On July 2, 2020, the U.S. Supreme Court solidified a critical victory for pay equity when it denied a petition to hear Rizo v. Yovino, a Ninth Circuit case holding that under the Equal Pay Act, prior salary cannot justify paying men more than women. The Ninth Circuit’s decision prohibits employers in that jurisdiction from using an employee’s prior salary to defend a pay disparity based on sex. Because the Supreme Court denied cert, the Ninth Circuit’s decision will stand as presiding law.

Although the Equal Pay Act (EPA) was passed fifty-seven years ago, on average women are still paid 82 cents for every dollar paid to men. Furthermore, African American women earn 62 cents for every dollar a white man earns, and Latina woman earn only 54 cents. The unfair use of prior salary data significantly contributes to these gender and race-based pay disparities. We still have much to accomplish in achieving equal pay for equal work.

Employers’ practice of relying on an employee’s previous salary to set her new salary perpetuates discriminatory pay practices, artificially allowing lower wages paid to women in one job to be used to justify lower offers in each subsequent job. Without legal rulings and laws known as “salary history bans,” employers can perpetuate a progression of unequal pay for women and people of color throughout the rest of their careers. As a result, women, particularly women of color, are continuously paid less.

In Rizo, Plaintiff Aileen Rizo worked for the Fresno County school district as a math consultant. After learning that the school district paid male math consultants more than her, she asked for an explanation. The school district explained that it determined all starting salaries based on the employee’s most recent prior salary, plus a standardized increase. Rizo sued, claiming the policy resulted in impermissible sex discrimination under the EPA. Her employer defended its actions, claiming its salary scheme was not based on her sex. Under the EPA, which prohibits unequal pay because of sex, employers can defend themselves by claiming the pay disparity is based on “any factor other than sex.”

Recorded data:
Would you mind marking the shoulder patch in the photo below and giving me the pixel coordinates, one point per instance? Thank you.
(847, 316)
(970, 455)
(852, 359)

What you will do:
In the pay equity passage, copy the section that begins with "Although the Equal" and ends with "for equal work.", swapping "fifty-seven years ago" for "decades ago". The data was taken from a different source.

Reply:
Although the Equal Pay Act (EPA) was passed decades ago, on average women are still paid 82 cents for every dollar paid to men. Furthermore, African American women earn 62 cents for every dollar a white man earns, and Latina woman earn only 54 cents. The unfair use of prior salary data significantly contributes to these gender and race-based pay disparities. We still have much to accomplish in achieving equal pay for equal work.